**À faire**
[a] Recopiez, s'il vous plaît, le passage de l'article sur les municipales qui commence à « Les habitants expriment » et se termine à « de l’extrême droite). ».
[b] Poursuivez l'article sur les municipales à partir de l'endroit où il s'arrête.

Bien manger, bien respirer : les futures municipalités seront-elles prêtes à payer ?
L’heure tourne avant le premier tour des municipales et les candidats dévoilent petit à petit et partout sur les territoires les principales mesures de leurs programmes. Les équipes sortantes qui visent la reconquête de leurs fauteuils ont sans aucun doute eu en tête, au moment de concevoir ces programmes, les résultats de l’enquête conduite par le CEVIPOF de Sciences Po à l’initiative de l’Association des Maires de France sur les attentes des citoyens vis-à-vis de leurs maires, publiés en juillet dernier.
Les habitants expriment dans cette enquête deux priorités devant guider à leurs yeux l’action publique municipale : la préservation de l’environnement et le développement ou le maintien des services de proximité (la hiérarchisation entre les deux dépendant de la taille des communes). On retrouve en effet, en analysant les promesses de campagne des prétendant·e·s de tous bords politiques à la tête des métropoles et des villes de taille moyenne, des engagements en faveur du développement des mobilités douces, de la végétalisation des zones urbaines et de la vitalité des centres-villes (alors que leur délaissement avait contribué, en 2014, à plusieurs des victoires de l’extrême droite).
L’attachement à la préservation de l’environnement et aux services de proximité exprimé par les citoyens dans le cadre de l’enquête du CEVIPOF traduit sous forme de priorités de politiques municipales une réalité dont les édiles ont pleinement conscience : on apprécie une ville pour son cadre de vie et la qualité de vie qu’elle offre. La presse ne manque d’ailleurs pas de proposer régulièrement des unes dédiées à des classements des villes où il fait bon vivre.

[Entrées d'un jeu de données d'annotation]
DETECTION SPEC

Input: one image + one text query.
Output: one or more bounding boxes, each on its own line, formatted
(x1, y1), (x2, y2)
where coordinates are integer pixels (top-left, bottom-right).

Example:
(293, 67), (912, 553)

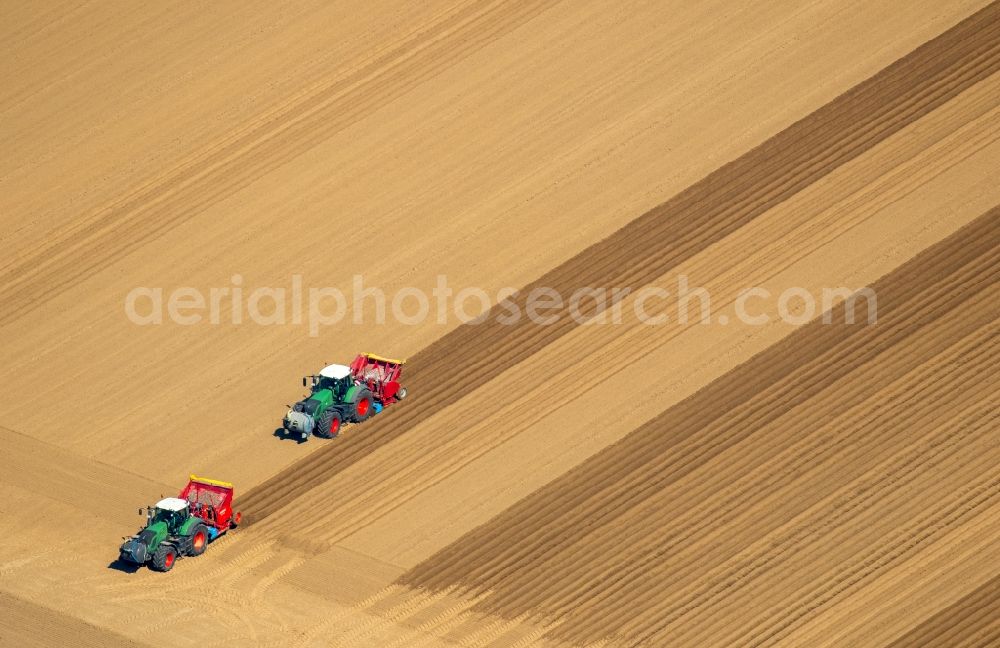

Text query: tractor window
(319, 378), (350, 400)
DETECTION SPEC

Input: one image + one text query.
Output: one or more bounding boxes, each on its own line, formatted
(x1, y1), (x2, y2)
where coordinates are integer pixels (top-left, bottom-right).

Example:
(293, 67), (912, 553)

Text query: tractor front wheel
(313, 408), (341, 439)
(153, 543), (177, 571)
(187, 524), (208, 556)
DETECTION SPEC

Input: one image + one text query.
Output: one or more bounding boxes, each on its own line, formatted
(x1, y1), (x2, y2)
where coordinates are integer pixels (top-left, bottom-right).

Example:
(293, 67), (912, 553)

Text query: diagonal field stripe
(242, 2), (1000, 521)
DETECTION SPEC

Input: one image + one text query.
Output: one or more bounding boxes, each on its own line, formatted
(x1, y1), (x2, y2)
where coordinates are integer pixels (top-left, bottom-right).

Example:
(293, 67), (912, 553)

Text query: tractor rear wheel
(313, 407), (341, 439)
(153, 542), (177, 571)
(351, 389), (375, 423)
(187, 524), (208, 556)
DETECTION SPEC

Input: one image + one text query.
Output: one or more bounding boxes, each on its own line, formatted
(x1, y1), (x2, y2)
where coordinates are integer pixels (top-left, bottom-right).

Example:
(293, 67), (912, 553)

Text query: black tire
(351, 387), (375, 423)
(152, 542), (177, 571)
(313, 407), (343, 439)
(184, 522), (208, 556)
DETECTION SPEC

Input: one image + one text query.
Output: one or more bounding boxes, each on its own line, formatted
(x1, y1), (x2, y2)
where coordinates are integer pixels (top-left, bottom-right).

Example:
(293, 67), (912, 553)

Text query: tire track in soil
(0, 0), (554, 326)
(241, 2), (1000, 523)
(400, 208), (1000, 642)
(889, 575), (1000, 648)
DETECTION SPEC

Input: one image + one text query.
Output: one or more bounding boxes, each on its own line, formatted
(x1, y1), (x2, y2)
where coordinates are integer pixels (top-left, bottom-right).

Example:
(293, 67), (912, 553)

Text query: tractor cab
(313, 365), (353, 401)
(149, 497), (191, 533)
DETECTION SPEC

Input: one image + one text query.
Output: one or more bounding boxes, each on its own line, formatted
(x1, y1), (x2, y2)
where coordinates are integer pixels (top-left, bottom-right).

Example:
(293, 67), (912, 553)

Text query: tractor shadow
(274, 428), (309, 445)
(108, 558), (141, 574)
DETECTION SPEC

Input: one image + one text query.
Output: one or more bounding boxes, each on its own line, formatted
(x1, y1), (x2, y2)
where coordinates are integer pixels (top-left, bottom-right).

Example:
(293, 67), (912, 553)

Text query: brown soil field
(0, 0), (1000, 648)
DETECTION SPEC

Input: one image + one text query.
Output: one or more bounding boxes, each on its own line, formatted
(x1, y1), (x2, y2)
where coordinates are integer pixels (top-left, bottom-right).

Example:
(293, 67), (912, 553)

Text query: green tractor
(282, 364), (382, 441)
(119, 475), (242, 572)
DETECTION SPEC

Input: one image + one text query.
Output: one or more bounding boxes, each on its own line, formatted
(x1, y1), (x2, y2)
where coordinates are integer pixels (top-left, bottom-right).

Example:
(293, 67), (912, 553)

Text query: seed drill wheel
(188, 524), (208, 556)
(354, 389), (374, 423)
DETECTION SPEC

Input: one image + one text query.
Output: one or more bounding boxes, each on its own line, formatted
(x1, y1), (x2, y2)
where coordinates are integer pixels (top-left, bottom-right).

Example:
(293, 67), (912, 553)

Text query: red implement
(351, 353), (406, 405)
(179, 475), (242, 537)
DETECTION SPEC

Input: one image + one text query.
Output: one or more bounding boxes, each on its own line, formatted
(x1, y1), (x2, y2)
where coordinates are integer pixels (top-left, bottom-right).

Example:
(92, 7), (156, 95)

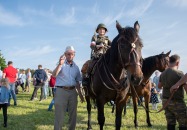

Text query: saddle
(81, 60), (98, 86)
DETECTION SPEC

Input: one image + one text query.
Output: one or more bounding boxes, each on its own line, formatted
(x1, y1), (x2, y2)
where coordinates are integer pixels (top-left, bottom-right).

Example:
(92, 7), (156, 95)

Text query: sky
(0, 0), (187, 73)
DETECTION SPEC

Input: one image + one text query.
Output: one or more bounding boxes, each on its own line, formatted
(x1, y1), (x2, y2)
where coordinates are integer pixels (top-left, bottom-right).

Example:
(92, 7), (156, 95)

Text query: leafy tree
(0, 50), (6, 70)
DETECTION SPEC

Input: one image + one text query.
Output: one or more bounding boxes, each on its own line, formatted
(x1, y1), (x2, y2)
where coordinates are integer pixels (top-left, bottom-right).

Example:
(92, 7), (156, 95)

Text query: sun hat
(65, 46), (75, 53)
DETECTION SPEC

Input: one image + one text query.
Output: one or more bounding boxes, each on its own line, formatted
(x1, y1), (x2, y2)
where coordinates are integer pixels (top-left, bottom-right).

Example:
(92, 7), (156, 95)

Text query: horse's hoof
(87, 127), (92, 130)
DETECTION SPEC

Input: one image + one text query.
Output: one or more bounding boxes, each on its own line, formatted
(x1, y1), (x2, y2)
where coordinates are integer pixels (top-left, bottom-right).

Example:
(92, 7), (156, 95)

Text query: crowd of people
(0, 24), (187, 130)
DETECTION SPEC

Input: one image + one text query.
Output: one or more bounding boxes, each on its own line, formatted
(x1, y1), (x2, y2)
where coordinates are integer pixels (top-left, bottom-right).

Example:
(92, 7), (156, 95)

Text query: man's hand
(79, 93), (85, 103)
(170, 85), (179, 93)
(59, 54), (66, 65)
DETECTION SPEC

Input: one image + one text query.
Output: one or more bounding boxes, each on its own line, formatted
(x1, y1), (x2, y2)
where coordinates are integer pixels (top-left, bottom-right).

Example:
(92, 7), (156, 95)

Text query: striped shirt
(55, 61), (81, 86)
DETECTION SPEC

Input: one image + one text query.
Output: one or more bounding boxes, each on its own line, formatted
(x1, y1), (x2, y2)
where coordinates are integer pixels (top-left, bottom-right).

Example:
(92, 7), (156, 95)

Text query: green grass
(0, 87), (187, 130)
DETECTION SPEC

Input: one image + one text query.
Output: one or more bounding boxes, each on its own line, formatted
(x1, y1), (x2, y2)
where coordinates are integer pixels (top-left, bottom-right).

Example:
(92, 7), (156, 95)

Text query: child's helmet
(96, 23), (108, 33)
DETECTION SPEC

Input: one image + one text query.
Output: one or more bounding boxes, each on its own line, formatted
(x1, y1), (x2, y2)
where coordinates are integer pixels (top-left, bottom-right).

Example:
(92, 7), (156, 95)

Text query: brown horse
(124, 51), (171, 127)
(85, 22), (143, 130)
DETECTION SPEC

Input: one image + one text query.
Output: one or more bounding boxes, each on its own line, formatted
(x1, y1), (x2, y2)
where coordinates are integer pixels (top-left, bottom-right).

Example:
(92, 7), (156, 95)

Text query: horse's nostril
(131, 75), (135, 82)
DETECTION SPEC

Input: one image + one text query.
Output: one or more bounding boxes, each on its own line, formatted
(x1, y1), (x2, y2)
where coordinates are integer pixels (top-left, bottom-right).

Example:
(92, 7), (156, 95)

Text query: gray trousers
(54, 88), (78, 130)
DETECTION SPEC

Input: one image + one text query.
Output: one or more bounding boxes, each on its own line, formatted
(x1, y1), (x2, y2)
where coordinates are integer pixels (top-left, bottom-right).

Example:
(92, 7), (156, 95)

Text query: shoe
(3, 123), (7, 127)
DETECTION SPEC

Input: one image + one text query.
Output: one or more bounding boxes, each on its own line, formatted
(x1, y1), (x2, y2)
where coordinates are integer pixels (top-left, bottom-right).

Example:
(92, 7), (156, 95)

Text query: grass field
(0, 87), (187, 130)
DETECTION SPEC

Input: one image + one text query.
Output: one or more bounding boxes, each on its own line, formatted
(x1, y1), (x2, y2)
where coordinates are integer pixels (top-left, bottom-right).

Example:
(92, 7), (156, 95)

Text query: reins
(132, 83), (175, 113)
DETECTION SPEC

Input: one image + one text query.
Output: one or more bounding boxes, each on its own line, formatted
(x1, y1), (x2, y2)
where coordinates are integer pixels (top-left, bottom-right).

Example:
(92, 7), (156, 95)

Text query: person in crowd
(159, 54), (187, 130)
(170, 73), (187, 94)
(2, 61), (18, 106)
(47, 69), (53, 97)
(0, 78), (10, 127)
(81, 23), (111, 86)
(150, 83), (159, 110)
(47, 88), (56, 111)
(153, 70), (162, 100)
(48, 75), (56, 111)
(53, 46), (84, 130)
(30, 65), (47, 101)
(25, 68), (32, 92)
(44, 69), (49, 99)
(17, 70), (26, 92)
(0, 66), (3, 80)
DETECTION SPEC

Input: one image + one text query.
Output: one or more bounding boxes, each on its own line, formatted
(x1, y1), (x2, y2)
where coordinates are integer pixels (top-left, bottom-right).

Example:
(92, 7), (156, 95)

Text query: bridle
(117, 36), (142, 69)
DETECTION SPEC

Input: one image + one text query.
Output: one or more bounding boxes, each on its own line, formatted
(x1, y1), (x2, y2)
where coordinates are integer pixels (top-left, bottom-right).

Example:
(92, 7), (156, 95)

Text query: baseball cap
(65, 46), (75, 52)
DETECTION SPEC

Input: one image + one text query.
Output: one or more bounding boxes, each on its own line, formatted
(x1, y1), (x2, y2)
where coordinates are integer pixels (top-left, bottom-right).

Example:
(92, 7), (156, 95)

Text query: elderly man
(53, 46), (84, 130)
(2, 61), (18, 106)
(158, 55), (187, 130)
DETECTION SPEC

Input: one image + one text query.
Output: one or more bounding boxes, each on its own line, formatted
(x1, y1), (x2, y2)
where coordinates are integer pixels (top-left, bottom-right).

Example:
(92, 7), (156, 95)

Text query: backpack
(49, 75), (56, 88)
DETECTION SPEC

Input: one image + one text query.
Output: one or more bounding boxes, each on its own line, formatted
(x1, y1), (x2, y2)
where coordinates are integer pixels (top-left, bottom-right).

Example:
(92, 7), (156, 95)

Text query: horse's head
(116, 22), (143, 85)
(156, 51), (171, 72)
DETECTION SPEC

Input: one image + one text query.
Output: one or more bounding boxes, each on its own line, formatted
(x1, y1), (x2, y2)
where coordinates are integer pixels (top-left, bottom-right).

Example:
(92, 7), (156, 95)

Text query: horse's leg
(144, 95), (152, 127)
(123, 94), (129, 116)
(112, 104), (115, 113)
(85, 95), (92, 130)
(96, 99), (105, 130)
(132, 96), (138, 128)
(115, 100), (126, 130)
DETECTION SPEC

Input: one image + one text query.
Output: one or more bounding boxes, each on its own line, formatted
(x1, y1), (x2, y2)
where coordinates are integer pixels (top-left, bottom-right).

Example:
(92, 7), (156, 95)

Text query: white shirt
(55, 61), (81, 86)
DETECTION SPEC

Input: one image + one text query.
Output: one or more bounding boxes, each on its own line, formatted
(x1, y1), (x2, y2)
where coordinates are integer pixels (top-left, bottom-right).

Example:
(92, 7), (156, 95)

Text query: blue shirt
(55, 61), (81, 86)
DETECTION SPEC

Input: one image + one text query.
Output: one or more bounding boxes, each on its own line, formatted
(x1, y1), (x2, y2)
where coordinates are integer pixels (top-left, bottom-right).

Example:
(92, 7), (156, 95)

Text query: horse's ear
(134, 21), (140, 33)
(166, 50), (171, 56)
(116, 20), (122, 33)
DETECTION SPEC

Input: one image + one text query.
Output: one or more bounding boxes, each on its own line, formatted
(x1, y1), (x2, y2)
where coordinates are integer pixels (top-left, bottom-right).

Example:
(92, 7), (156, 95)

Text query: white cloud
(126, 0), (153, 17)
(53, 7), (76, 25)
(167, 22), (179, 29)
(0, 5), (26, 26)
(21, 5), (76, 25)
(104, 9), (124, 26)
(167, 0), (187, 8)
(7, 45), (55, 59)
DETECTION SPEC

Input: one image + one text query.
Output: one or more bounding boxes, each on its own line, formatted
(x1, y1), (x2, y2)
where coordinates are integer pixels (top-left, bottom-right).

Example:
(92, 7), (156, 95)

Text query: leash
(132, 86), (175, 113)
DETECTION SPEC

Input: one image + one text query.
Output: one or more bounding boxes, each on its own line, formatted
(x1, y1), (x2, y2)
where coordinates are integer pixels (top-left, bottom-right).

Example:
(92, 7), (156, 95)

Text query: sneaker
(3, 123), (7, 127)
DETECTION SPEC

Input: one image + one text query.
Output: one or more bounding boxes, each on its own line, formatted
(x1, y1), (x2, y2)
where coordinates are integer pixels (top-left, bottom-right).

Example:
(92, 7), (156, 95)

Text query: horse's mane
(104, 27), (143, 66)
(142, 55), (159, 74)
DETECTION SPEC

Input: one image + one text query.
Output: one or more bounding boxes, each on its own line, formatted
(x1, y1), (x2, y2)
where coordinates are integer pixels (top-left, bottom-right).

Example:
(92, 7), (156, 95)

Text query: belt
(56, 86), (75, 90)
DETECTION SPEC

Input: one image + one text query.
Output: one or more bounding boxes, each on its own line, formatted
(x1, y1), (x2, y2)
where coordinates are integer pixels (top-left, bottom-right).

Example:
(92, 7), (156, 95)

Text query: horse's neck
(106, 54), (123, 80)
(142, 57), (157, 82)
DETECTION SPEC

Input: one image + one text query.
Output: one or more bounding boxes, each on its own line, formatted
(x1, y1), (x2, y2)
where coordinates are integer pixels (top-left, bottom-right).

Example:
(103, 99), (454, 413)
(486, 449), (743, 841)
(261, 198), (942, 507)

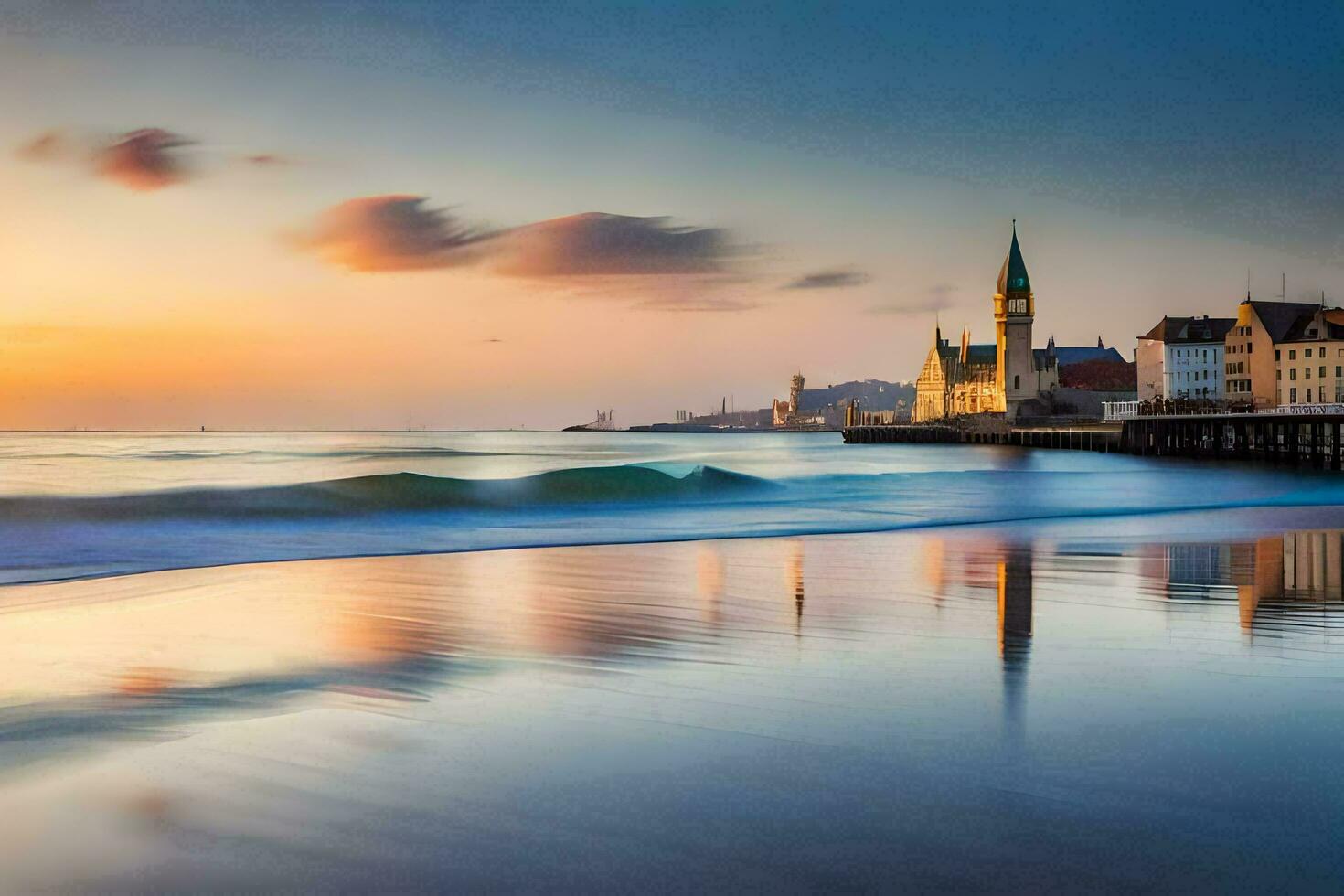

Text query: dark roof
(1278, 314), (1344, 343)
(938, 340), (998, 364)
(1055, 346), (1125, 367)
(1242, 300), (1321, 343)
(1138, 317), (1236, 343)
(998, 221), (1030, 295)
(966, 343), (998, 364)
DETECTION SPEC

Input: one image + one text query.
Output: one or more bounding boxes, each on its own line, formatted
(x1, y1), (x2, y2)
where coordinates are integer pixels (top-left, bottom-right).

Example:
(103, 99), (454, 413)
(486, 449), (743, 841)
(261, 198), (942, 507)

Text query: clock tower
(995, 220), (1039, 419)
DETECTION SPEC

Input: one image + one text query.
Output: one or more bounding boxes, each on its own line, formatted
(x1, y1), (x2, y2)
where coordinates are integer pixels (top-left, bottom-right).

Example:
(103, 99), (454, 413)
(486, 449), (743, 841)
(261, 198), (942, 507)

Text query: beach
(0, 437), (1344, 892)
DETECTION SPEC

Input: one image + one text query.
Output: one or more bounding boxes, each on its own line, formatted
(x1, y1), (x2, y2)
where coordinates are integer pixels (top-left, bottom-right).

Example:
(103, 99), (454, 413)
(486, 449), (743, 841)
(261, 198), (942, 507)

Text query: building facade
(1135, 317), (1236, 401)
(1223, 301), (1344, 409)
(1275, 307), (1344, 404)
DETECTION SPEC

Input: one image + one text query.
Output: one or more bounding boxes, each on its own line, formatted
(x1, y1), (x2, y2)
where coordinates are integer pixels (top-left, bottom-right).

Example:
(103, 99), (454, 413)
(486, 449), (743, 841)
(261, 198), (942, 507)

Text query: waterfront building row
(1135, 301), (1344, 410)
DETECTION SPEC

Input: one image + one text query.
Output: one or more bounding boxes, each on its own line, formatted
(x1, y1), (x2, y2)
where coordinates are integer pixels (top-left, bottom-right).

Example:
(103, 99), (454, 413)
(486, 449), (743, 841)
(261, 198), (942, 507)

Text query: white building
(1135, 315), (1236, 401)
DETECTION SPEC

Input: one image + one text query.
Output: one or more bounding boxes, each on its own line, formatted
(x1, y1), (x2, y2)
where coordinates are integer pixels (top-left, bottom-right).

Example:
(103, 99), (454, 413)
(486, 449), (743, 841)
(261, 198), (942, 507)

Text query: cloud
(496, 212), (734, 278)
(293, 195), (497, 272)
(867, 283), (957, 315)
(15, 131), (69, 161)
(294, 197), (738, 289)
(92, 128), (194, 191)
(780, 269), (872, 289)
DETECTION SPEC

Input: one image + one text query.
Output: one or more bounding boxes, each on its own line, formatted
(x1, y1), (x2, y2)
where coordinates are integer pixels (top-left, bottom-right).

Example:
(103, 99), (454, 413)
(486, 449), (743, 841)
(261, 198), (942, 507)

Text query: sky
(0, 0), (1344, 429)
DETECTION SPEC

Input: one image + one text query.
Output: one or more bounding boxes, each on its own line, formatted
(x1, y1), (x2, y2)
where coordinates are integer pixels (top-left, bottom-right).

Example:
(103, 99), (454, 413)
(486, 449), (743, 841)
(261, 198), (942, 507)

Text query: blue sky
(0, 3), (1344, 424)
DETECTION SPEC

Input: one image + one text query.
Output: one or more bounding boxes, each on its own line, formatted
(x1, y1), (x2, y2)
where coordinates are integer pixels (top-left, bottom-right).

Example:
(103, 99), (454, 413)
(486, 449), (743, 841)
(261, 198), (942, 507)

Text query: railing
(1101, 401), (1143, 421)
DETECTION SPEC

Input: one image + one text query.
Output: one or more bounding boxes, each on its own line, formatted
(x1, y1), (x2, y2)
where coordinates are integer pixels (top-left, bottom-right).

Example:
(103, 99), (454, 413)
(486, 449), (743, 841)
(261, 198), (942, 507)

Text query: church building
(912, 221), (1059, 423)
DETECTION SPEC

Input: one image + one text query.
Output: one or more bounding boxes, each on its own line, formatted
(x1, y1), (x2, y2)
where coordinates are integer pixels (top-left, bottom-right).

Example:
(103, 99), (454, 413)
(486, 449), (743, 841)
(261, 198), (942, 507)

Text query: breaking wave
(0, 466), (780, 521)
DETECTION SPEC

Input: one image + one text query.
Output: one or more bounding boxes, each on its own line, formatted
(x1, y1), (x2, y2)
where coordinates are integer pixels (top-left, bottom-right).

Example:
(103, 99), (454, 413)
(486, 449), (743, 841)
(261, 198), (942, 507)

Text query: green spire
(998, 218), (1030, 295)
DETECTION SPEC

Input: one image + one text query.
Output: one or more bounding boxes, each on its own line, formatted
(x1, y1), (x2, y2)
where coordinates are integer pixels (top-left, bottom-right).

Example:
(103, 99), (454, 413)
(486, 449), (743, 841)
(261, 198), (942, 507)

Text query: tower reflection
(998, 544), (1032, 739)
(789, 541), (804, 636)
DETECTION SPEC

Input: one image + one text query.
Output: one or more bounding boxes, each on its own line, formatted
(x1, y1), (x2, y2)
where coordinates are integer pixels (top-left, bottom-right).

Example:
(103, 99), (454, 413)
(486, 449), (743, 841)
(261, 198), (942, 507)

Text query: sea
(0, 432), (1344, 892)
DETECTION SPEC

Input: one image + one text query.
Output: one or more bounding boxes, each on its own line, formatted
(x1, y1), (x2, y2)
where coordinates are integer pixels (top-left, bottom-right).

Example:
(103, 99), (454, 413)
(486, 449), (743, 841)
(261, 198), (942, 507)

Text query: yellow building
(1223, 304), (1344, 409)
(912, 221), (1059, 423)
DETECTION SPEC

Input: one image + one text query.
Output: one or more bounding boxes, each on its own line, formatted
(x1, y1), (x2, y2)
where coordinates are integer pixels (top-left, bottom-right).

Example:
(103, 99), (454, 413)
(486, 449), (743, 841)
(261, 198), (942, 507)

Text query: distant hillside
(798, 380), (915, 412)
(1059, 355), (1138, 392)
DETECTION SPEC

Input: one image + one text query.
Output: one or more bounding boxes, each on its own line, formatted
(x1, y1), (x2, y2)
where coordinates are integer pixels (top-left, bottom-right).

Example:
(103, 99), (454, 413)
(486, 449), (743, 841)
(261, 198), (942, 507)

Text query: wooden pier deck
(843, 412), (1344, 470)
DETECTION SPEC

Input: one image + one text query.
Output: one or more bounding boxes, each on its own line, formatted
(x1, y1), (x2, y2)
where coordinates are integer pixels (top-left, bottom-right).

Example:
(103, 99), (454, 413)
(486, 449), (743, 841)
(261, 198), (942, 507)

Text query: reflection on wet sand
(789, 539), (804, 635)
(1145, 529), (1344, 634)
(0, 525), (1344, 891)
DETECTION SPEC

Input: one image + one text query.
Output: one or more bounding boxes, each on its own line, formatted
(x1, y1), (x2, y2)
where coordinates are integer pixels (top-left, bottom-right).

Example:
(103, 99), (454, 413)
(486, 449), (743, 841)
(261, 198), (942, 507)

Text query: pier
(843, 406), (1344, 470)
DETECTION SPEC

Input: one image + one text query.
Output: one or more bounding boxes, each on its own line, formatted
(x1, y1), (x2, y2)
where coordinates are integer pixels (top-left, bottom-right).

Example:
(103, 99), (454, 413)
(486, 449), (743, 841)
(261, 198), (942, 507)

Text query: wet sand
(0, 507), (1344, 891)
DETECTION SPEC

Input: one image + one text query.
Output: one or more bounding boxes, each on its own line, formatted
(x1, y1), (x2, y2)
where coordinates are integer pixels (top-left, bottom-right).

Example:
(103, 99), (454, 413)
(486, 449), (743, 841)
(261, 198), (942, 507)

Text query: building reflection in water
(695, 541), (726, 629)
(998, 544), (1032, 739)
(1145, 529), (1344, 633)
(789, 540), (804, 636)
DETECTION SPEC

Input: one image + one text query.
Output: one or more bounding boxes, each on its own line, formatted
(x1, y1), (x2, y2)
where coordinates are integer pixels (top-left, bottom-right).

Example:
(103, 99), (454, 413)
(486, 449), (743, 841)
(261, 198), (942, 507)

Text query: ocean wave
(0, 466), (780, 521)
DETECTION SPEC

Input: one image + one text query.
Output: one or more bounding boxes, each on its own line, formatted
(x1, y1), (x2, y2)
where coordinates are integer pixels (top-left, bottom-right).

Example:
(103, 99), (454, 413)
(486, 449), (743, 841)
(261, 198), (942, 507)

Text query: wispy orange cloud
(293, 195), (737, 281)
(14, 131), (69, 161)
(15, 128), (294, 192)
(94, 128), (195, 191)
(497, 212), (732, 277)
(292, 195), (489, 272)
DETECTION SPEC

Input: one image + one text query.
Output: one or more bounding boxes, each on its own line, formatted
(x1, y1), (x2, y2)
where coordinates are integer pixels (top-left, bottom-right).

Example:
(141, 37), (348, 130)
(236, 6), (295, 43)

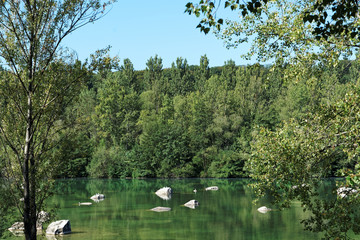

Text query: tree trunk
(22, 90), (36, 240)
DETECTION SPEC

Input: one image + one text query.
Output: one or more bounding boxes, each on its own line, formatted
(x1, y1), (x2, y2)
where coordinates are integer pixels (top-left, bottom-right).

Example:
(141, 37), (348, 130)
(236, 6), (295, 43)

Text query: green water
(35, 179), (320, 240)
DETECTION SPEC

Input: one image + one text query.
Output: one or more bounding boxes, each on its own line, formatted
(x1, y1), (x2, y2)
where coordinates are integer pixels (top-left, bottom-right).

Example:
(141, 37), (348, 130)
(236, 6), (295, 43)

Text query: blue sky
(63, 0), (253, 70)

**Réponses**
[a]
Les habitants expriment dans cette enquête deux priorités devant guider à leurs yeux l’action publique municipale : la préservation de l’environnement et le développement ou le maintien des services de proximité (la hiérarchisation entre les deux dépendant de la taille des communes). On retrouve en effet, en analysant les promesses de campagne des prétendant·e·s de tous bords politiques à la tête des métropoles et des villes de taille moyenne, des engagements en faveur du développement des mobilités douces, de la végétalisation des zones urbaines et de la vitalité des centres-villes (alors que leur délaissement avait contribué, en 2014, à plusieurs des victoires de l’extrême droite).

[b]
Les nouvelles équipes municipales devront à ce titre se poser, dès le printemps 2020, une question : s’agissant de la qualité de vie des habitants des villes dont elles viendront de prendre la tête, où débute et où se termine le champ de leur action ? Il ne s’agit pas ici d’une problématique de répartition des compétences entre communes et intercommunalités, ni entre communes (qui bénéficient de la clause de compétence générale), départements et régions.
Ce qui est en jeu, c’est leur capacité à aller au-delà de l’approche traditionnelle des politiques municipales pour apporter des réponses à de nouveaux enjeux collectifs de bonne santé et de bien-être. Il s’agit autrement dit pour les maires qui s’aventureront dans cette voie d’être porteurs d’une vision, d’une ambition de transformation et d’en accepter les implications financières.
Bien manger
Ce que j’inclus derrière l’idée de nouveaux enjeux collectifs de bonne santé et bien-être, c’est d’abord le bien-manger pour les enfants, qui peut se construire et se garantir en partie lors des temps de restauration scolaire. Pourquoi la qualité des repas servis à la cantine dans les écoles primaires est-elle si importante ? Car ce qui se joue derrière chaque repas, ce n’est pas seulement le plaisir de manger (même si cette dimension est loin d’être négligeable), c’est aussi la santé à court, moyen et long terme de millions d’écoliers et leurs capacités d’apprentissage.
Comme le rappelle le rapport « Un droit à la cantine scolaire pour tous les enfants » publié en mai 2019 par le Défenseur des droits, « l’alimentation est essentielle à la croissance, au développement psychomoteur et aux capacités d’apprentissage des enfants. La réussite scolaire est ainsi en partie tributaire de l’alimentation des enfants ».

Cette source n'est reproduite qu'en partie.